[GIVEN EXERCISE] Rewrite these lines with every "white cloud" renamed to "gray cloud", leaving everything else the same.

Point placement records:
——————————
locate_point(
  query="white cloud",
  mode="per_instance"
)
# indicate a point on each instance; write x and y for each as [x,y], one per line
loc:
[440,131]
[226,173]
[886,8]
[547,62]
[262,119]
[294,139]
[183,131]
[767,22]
——————————
[RESPONSE TO THIS EXERCISE]
locate_point(
  query="gray cloud",
  mode="per_instance"
)
# indicate a point on each instance; write x and y for each as [x,y], one per line
loc:
[440,131]
[226,173]
[886,8]
[547,62]
[262,119]
[294,139]
[183,131]
[767,22]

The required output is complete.